— EXERCISE DESCRIPTION —
Pull out each line of the entries below that includes the word "handle", matching case exactly.

— DATASET ENTRIES —

- - -

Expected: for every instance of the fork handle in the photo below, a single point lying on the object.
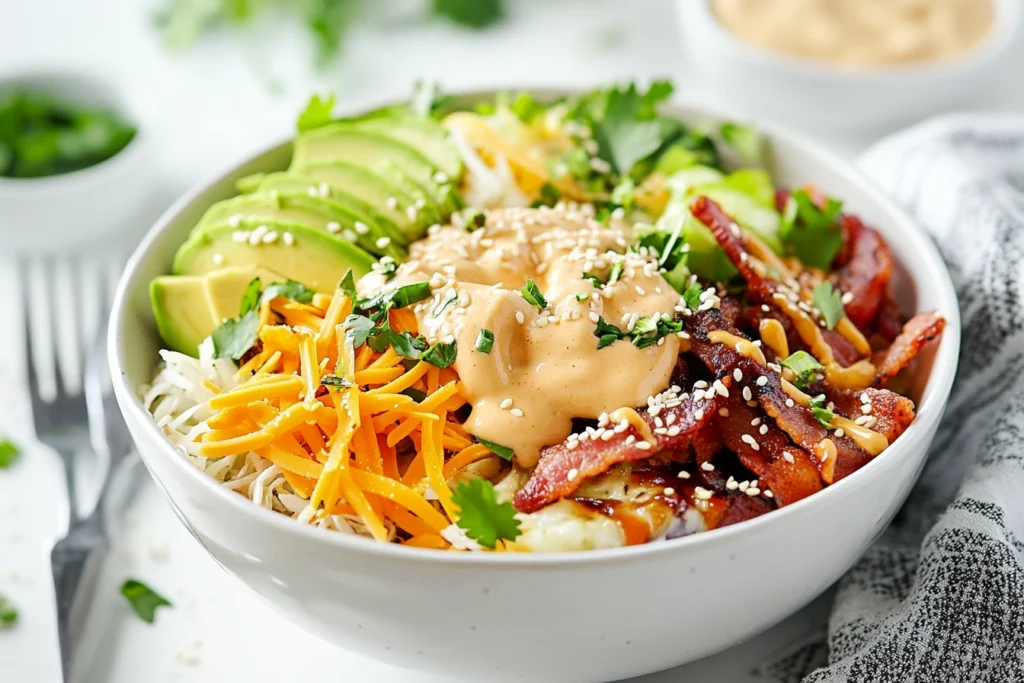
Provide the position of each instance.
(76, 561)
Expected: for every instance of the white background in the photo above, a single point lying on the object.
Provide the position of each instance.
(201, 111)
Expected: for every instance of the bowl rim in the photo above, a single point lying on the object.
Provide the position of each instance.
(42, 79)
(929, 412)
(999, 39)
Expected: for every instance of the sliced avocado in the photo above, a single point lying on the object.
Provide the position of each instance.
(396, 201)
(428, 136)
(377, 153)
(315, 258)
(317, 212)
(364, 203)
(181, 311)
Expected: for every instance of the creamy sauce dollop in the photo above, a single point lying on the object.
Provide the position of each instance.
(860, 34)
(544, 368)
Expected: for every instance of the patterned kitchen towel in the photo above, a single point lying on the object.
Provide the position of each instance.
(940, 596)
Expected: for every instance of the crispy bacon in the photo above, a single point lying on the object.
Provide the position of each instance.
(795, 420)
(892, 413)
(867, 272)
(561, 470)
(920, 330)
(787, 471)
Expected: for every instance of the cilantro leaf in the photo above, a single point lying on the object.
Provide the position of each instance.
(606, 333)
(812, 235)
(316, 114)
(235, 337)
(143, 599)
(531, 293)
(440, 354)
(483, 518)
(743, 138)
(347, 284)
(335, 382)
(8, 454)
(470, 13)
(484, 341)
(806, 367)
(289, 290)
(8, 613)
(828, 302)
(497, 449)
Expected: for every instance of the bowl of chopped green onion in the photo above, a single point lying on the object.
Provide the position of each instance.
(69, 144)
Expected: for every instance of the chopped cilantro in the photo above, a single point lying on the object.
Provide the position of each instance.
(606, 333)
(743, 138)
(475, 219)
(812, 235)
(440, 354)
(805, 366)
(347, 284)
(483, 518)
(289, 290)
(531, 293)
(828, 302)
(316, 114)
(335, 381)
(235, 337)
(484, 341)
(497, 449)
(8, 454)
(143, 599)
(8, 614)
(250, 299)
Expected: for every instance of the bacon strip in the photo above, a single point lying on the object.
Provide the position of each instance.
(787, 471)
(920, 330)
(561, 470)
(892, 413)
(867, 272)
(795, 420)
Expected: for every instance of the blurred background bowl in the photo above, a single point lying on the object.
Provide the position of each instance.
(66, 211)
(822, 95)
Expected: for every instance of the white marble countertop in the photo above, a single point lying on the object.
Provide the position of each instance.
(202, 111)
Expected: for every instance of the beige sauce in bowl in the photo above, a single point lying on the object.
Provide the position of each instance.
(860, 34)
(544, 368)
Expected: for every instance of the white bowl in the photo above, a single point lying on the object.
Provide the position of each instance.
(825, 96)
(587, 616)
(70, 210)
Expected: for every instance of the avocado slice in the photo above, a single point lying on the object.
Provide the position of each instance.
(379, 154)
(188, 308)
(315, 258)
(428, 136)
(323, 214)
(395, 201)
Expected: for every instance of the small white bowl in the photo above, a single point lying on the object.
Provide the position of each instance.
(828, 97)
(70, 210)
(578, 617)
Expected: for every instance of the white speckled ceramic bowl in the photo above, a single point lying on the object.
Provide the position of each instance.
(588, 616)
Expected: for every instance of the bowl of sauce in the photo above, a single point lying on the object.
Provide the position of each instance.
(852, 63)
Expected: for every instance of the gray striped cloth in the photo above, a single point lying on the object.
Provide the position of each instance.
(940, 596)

- - -

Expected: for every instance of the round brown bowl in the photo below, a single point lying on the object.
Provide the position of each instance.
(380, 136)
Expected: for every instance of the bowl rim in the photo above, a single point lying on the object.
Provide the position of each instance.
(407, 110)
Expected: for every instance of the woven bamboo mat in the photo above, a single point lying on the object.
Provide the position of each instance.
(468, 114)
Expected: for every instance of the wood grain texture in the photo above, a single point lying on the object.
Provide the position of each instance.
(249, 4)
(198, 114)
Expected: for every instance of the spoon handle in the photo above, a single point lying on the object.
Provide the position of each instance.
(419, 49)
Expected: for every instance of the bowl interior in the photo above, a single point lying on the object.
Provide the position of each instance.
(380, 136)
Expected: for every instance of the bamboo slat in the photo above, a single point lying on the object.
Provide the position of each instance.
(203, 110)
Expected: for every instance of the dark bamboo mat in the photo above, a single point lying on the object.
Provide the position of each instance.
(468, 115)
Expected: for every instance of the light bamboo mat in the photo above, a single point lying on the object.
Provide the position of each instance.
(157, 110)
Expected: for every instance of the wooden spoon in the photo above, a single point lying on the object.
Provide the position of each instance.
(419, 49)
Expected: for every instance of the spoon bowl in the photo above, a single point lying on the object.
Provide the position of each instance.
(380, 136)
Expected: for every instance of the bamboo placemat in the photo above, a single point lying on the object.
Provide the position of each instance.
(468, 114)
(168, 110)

- - -

— CORRECT RESPONSE —
Expected: for every instance of the fork handle in the photo below, a single point lying on the object.
Expected: for every instance of the spoon handle in the photo above, a single point lying on the object.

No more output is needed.